══ AVAILABLE DATA ══
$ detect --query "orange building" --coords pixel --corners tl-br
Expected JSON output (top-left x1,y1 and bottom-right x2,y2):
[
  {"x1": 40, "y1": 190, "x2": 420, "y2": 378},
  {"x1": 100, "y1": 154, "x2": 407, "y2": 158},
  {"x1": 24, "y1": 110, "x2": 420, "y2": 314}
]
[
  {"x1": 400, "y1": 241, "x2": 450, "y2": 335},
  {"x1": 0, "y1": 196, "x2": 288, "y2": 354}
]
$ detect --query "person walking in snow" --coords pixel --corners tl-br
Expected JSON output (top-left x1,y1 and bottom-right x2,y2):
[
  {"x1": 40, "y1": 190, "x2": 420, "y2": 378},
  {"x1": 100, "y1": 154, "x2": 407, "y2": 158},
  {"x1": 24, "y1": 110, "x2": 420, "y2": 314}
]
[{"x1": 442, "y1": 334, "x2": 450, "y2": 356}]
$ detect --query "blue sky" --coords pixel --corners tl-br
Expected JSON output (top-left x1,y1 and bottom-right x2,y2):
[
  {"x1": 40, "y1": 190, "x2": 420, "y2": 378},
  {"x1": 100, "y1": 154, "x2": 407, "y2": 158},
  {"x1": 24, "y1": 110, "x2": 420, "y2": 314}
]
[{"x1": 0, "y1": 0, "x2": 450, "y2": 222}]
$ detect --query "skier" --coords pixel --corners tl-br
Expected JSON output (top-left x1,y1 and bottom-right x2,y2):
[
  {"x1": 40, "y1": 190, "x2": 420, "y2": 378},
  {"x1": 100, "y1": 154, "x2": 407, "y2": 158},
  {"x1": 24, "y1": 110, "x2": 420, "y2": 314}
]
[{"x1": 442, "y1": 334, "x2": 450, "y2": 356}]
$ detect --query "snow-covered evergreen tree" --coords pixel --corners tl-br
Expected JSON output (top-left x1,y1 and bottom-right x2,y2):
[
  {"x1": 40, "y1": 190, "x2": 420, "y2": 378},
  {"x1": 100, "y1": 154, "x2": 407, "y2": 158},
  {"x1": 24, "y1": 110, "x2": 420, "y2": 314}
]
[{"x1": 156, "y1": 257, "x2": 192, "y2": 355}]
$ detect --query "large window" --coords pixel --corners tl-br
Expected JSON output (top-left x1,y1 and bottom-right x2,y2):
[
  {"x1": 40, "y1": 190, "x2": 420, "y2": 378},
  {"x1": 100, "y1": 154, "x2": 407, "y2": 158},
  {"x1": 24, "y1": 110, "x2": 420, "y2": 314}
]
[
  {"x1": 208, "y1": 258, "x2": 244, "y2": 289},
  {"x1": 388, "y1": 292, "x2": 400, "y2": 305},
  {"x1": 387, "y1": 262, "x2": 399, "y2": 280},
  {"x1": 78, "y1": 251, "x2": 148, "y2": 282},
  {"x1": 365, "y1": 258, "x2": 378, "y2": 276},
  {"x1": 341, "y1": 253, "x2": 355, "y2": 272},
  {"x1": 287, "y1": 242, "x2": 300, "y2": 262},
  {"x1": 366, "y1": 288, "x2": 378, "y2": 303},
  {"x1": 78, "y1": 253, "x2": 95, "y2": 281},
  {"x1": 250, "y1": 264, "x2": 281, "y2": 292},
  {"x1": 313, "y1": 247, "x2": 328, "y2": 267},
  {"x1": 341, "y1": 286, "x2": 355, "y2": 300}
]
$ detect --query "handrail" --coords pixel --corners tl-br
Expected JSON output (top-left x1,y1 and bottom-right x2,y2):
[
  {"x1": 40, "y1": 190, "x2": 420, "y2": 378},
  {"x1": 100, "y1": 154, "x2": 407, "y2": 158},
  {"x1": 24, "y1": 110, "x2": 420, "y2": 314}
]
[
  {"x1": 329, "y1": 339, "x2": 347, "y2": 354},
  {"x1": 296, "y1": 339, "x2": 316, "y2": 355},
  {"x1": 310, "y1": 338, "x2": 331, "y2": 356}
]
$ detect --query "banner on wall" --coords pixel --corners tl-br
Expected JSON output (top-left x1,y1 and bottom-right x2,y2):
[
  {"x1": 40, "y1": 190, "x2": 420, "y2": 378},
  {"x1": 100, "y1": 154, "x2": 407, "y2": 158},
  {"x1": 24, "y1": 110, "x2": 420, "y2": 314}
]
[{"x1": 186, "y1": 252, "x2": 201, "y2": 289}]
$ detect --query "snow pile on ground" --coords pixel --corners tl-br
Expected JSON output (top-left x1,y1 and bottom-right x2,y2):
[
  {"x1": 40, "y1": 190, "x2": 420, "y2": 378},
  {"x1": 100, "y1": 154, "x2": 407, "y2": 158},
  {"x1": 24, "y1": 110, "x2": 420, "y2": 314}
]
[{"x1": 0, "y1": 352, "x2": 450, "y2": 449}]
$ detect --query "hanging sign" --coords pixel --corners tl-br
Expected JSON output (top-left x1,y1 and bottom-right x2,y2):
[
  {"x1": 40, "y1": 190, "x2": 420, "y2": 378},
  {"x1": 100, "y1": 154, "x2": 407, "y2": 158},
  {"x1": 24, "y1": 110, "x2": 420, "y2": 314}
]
═══
WHAT THE EXERCISE ASKS: Find every line in the data above that contains the string "snow", and copy each such line in full.

OUTPUT OF THE TASK:
$ detect --query "person walking in snow" --coords pixel --corners tl-br
$ detect --query "snow-covered evergreen tree" --coords pixel --corners tl-br
$ detect --query "snow pile on ground" --coords pixel --corners tl-br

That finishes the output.